__任务 A__
根据披萨配送题目回答：
(i) 披萨店为什么只雇得起一名司机？
(ii) 司机开始送货前要等多少份订单？
(iii) 为了走最短路线，司机能否多次经过同一地点或披萨店？
__任务 B__
按披萨配送题目的说法，为什么所有订单都由一名司机来送？用一到三句话说明。

__阅读节选__
══════════════════════════════
J - Hie with the Pie
The Pizazz Pizzeria prides itself in delivering pizzas to its customers as fast as possible. Unfortunately, due to cutbacks, they can afford to hire only one driver to do the deliveries. He will wait for 1 or more (up to 10) orders to be processed before he starts any deliveries. Needless to say, he would like to take the shortest route in delivering these goodies and returning to the pizzeria, even if it means passing the same location(s) or the pizzeria more than once on the way. He has commissioned you to write a program to help him.
══════════════════════════════
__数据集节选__
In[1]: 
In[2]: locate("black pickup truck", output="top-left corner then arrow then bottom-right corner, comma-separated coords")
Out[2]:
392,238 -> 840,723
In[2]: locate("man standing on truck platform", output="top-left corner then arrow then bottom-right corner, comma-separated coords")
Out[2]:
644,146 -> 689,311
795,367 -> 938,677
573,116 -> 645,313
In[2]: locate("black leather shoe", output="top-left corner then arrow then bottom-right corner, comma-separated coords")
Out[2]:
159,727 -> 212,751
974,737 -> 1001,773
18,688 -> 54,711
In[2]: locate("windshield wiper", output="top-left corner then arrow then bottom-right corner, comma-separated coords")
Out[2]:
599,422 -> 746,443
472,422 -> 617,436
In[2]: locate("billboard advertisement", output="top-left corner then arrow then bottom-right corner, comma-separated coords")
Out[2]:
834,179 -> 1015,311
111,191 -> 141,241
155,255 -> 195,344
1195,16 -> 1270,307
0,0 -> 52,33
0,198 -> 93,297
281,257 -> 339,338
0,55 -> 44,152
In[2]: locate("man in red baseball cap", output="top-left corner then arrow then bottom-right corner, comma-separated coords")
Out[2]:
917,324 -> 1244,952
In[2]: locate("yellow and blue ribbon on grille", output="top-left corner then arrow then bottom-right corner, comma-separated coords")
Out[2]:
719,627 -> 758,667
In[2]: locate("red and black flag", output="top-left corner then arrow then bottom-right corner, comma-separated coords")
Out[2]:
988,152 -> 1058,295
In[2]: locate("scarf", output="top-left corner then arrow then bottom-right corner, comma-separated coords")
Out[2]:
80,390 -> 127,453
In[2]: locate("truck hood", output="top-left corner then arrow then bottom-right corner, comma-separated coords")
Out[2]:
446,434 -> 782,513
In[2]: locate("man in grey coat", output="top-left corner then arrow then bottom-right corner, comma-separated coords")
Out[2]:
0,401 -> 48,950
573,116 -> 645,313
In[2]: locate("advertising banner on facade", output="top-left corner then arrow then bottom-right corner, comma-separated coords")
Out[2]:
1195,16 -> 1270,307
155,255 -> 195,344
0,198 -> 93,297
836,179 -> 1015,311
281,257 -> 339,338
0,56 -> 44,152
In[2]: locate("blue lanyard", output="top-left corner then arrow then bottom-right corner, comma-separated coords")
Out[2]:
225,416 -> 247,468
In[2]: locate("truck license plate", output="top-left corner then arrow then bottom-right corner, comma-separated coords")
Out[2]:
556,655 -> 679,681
══════════════════════════════
__完整回答 A__
(i) 因为削减开支。
(ii) 1份或更多，最多10份。
(iii) 可以，即使要多次经过同一地点或披萨店也行。

__完整回答 B__
由于削减开支，披萨店只负担得起雇用一名司机，所以全部配送都由他一人完成。